» Required tasks
A) According to the blog excerpt, how high were the partitions separating the cubicles in the room the engineer visited?
B) Print the portion of the blog excerpt starting at "from the book: Shadow" and ending at "it never does.", with no changes.
C) List every charge that the blog excerpt names as appearing on the bill from the Ontario public utility.

== Document segment ==

Socialism Lives On—Neither Discredited nor Discouraged

February 6, 2010 by grantcoulson

from the book: Shadow Dancing on the Grave of Hope:

Academics and School Teachers Love Marx      

    “Years ago, I used the one textbook that consisted of primarily Great Books authors for my research paper course and saw that in the edition I started using contained selections from Adam Smith and Karl Marx but when the next edition came out Adam Smith had been removed and Karl Marx retained. I wrote the textbook author and asked him why he removed the author who has proven historically true and retained the one that has been historically discredited. He wrote back that he had to consider sales and that meant considering what his market wanted and since his market was academics and school teachers he had to omit Adam Smith and keep Karl Marx.” Bruce Gans.

     Central Planning is like the bumblebee: Theoretically it can’t work, but, unlike the bumblebee, it never does.

     “…that which is common to the greatest number has the least care bestowed upon it.", Aristotle.

      Socialism uses coercion to make only one thing possible and then justifies the outcome as necessary. For example, Ontario, Canada was once served by private suppliers of electricity until Adam Beck, a socialist with government backing, used every coercive trick to put them out of business. While this was being accomplished, he proceeded to create a “public utility” which did what all public utilities do. It hid costs, incurred huge debt and become a model of inefficiency. This public utility had many consultant engineers in spite of having hundreds of engineers on payroll. One engineer of my acquaintance got many consulting contracts which gave him several chances to visit “The Sea of Elbows”.  He would go to a large room with dozens of cubicles separated by partitions which were three feet high, each cubicle with an engineer. There he would observe the “Sea of Elbows” as the high priced help leaned back in their comfortable office chairs and contemplated their situation with their hands clasped behind their heads. Apparently the creation of this ridiculous and expensive enterprise met with royal approval because the ruthless pursuer of public good became Sir Adam Beck.

    The bill from this utility is more than passing strange. It has charges as “debt retirement”, “regulation charges”, and “delivery charges”, all of which are much more than “electricity charges”. With any government utility, the amusement is unintended, but it ain’t free.

Cheerio and ttfn,
Grant Coulson
Cui Bono–Cherchez les Contingencies

If you’re not a socialist….

February 6, 2010 by grantcoulson

 

     Huge snowstorm hits Washington, D.C.–government workers sent home early. Those working on carbon trading and cap and trade legislation had to stay (I made up the last part).  Those working on the effects of global warming get to go home early because of a winter storm. They must be proud. On a related note, electric cars don’t work as well in colder temperatures. They don’t work very well anywhere.

    Without a hint of irony, the New York Times reports on the demolition of dozens of high-rise public housing towers around the U.S., some of them fairly new. Once again, public officials spending OPM (other people’s money) spent billions on something which didn’t work, destroyed it and then spent more OPM on an attempt to “Get it right for sure this time based on our new understanding.”

===
== Dataset excerpts ==

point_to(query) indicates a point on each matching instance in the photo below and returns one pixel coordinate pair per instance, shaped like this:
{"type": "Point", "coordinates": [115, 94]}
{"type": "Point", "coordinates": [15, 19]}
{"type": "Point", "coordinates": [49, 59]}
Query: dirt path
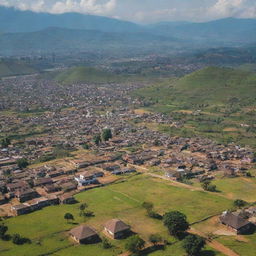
{"type": "Point", "coordinates": [215, 244]}
{"type": "Point", "coordinates": [145, 171]}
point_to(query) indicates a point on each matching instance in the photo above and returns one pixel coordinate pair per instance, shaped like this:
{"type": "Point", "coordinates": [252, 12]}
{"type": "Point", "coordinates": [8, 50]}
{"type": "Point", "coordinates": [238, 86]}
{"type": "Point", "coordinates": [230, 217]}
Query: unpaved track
{"type": "Point", "coordinates": [215, 244]}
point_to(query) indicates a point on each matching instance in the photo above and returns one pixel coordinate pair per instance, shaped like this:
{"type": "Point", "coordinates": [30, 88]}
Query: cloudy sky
{"type": "Point", "coordinates": [144, 11]}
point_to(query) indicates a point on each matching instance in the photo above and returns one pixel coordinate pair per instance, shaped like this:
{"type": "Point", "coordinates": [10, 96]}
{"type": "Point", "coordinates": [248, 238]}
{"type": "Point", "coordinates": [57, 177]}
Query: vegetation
{"type": "Point", "coordinates": [106, 134]}
{"type": "Point", "coordinates": [22, 163]}
{"type": "Point", "coordinates": [207, 186]}
{"type": "Point", "coordinates": [18, 240]}
{"type": "Point", "coordinates": [126, 198]}
{"type": "Point", "coordinates": [134, 244]}
{"type": "Point", "coordinates": [105, 243]}
{"type": "Point", "coordinates": [176, 222]}
{"type": "Point", "coordinates": [213, 102]}
{"type": "Point", "coordinates": [97, 139]}
{"type": "Point", "coordinates": [150, 210]}
{"type": "Point", "coordinates": [5, 142]}
{"type": "Point", "coordinates": [193, 244]}
{"type": "Point", "coordinates": [68, 216]}
{"type": "Point", "coordinates": [155, 239]}
{"type": "Point", "coordinates": [86, 75]}
{"type": "Point", "coordinates": [14, 67]}
{"type": "Point", "coordinates": [240, 203]}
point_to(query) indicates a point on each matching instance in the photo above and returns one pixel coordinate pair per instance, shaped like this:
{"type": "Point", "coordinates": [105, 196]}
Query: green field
{"type": "Point", "coordinates": [48, 230]}
{"type": "Point", "coordinates": [234, 188]}
{"type": "Point", "coordinates": [246, 247]}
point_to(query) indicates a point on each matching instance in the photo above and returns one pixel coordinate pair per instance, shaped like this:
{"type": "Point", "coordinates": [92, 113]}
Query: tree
{"type": "Point", "coordinates": [106, 134]}
{"type": "Point", "coordinates": [207, 186]}
{"type": "Point", "coordinates": [155, 239]}
{"type": "Point", "coordinates": [239, 203]}
{"type": "Point", "coordinates": [193, 244]}
{"type": "Point", "coordinates": [134, 244]}
{"type": "Point", "coordinates": [97, 139]}
{"type": "Point", "coordinates": [22, 163]}
{"type": "Point", "coordinates": [176, 222]}
{"type": "Point", "coordinates": [3, 230]}
{"type": "Point", "coordinates": [82, 207]}
{"type": "Point", "coordinates": [5, 142]}
{"type": "Point", "coordinates": [148, 206]}
{"type": "Point", "coordinates": [68, 216]}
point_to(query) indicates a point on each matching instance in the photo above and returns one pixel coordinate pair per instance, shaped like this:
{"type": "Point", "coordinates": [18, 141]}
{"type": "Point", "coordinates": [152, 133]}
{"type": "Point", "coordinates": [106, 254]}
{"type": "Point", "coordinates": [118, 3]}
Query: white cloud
{"type": "Point", "coordinates": [100, 7]}
{"type": "Point", "coordinates": [144, 11]}
{"type": "Point", "coordinates": [233, 8]}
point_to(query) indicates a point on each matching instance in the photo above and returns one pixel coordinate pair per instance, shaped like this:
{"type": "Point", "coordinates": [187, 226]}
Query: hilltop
{"type": "Point", "coordinates": [218, 103]}
{"type": "Point", "coordinates": [217, 86]}
{"type": "Point", "coordinates": [212, 85]}
{"type": "Point", "coordinates": [11, 68]}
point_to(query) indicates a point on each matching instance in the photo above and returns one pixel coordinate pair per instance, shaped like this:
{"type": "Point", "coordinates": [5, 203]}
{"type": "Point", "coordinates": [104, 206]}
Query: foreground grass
{"type": "Point", "coordinates": [246, 247]}
{"type": "Point", "coordinates": [48, 230]}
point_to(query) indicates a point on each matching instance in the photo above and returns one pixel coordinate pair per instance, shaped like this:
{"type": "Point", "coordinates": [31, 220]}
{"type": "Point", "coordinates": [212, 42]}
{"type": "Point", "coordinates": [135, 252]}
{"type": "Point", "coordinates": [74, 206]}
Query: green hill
{"type": "Point", "coordinates": [218, 103]}
{"type": "Point", "coordinates": [86, 75]}
{"type": "Point", "coordinates": [217, 86]}
{"type": "Point", "coordinates": [209, 86]}
{"type": "Point", "coordinates": [12, 68]}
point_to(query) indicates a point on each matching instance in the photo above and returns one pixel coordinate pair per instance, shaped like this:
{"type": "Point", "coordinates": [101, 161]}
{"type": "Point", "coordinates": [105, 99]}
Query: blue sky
{"type": "Point", "coordinates": [144, 11]}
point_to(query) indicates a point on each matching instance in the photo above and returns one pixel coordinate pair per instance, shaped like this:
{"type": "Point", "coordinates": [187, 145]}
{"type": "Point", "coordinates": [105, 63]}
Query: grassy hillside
{"type": "Point", "coordinates": [217, 86]}
{"type": "Point", "coordinates": [10, 68]}
{"type": "Point", "coordinates": [219, 103]}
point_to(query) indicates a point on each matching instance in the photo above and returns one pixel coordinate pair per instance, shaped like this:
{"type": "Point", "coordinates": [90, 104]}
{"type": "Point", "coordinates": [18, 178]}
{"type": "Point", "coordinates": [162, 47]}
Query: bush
{"type": "Point", "coordinates": [22, 163]}
{"type": "Point", "coordinates": [176, 222]}
{"type": "Point", "coordinates": [155, 239]}
{"type": "Point", "coordinates": [154, 215]}
{"type": "Point", "coordinates": [207, 186]}
{"type": "Point", "coordinates": [17, 239]}
{"type": "Point", "coordinates": [193, 244]}
{"type": "Point", "coordinates": [106, 244]}
{"type": "Point", "coordinates": [239, 203]}
{"type": "Point", "coordinates": [3, 230]}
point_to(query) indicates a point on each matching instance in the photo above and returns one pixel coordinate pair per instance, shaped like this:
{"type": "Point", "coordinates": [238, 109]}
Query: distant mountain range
{"type": "Point", "coordinates": [25, 32]}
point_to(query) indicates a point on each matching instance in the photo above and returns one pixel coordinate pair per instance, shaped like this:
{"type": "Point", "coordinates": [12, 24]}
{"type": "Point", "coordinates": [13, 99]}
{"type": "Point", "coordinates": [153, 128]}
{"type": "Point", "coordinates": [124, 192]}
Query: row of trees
{"type": "Point", "coordinates": [177, 224]}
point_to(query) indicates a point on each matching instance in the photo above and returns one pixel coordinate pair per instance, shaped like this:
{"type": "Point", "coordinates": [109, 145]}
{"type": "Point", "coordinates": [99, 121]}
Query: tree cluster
{"type": "Point", "coordinates": [150, 210]}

===

» Responses per task
A) The partitions were three feet high.

B)
from the book: Shadow Dancing on the Grave of Hope:

Academics and School Teachers Love Marx      

    “Years ago, I used the one textbook that consisted of primarily Great Books authors for my research paper course and saw that in the edition I started using contained selections from Adam Smith and Karl Marx but when the next edition came out Adam Smith had been removed and Karl Marx retained. I wrote the textbook author and asked him why he removed the author who has proven historically true and retained the one that has been historically discredited. He wrote back that he had to consider sales and that meant considering what his market wanted and since his market was academics and school teachers he had to omit Adam Smith and keep Karl Marx.” Bruce Gans.

     Central Planning is like the bumblebee: Theoretically it can’t work, but, unlike the bumblebee, it never does.

C)
- debt retirement
- regulation charges
- delivery charges
- electricity charges